Task objective → From the data below, return the exact lines starting at the line containing "the pink blossom" and ending at the line containing "of the large", both included, and nothing else.
= Beginning of Section =
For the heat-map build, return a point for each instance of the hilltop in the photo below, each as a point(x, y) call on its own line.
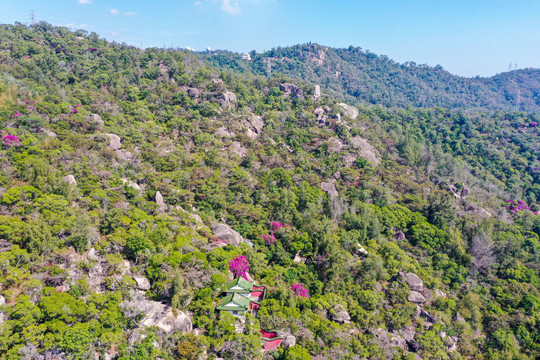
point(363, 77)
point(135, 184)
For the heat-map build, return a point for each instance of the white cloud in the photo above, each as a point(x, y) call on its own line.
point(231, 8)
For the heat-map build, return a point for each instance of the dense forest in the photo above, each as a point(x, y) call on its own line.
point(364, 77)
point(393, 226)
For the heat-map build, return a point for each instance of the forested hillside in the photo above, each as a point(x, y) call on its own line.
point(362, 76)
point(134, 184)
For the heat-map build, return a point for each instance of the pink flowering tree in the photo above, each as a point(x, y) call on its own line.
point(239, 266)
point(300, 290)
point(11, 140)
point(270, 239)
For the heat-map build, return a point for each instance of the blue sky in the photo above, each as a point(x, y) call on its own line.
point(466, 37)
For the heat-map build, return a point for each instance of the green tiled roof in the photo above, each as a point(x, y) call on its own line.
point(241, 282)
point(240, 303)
= End of Section =
= Beginning of Section =
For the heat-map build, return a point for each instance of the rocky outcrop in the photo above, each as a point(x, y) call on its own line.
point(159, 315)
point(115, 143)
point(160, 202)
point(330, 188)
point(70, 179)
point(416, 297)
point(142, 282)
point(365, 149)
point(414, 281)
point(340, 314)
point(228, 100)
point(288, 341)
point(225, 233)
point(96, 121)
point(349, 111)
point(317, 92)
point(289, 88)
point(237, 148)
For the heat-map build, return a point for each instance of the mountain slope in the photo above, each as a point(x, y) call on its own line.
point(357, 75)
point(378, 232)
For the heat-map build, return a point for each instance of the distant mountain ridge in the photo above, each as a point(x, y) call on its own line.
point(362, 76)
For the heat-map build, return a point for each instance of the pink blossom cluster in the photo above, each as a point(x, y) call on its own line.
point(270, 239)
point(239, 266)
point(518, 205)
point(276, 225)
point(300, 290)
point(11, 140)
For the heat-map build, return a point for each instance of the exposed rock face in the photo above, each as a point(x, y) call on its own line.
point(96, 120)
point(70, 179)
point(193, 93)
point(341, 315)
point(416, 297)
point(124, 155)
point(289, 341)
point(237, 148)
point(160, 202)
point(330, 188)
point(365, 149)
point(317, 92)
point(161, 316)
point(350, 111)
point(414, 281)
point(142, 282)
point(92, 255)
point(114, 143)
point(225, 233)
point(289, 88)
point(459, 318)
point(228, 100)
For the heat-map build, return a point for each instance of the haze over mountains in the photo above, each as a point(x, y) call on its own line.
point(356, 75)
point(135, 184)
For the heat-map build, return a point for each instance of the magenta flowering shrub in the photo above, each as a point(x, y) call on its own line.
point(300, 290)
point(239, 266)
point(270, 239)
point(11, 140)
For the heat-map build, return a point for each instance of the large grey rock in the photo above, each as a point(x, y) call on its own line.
= End of Section =
Response area →
For the heat-map build, return a point for each instance of the pink blossom cluster in the photo above, each as a point(x, y) call on its own line.
point(270, 239)
point(239, 266)
point(518, 205)
point(276, 225)
point(300, 290)
point(11, 140)
For the heat-map build, return a point for each instance of the exposed rock face in the photo above, each as a point(x, y) call on its own line.
point(96, 120)
point(70, 179)
point(193, 93)
point(341, 315)
point(416, 297)
point(124, 155)
point(289, 341)
point(237, 148)
point(160, 202)
point(330, 188)
point(365, 149)
point(317, 92)
point(161, 316)
point(350, 111)
point(414, 281)
point(142, 282)
point(92, 255)
point(114, 143)
point(225, 233)
point(289, 88)
point(459, 318)
point(228, 100)
For the heat-map build, return a point for each instance of the haze over mountains in the photo above, each as a point(x, y) call on its own line.
point(356, 75)
point(135, 184)
For the heat-map build, return a point for each instance of the magenta flowering shrub in the photo above, each as a point(x, y) call on its own line.
point(300, 290)
point(239, 266)
point(270, 239)
point(11, 140)
For the heat-map build, return a point for each instance of the large grey rock in the photo above, each as a point(x, y) call on its own line.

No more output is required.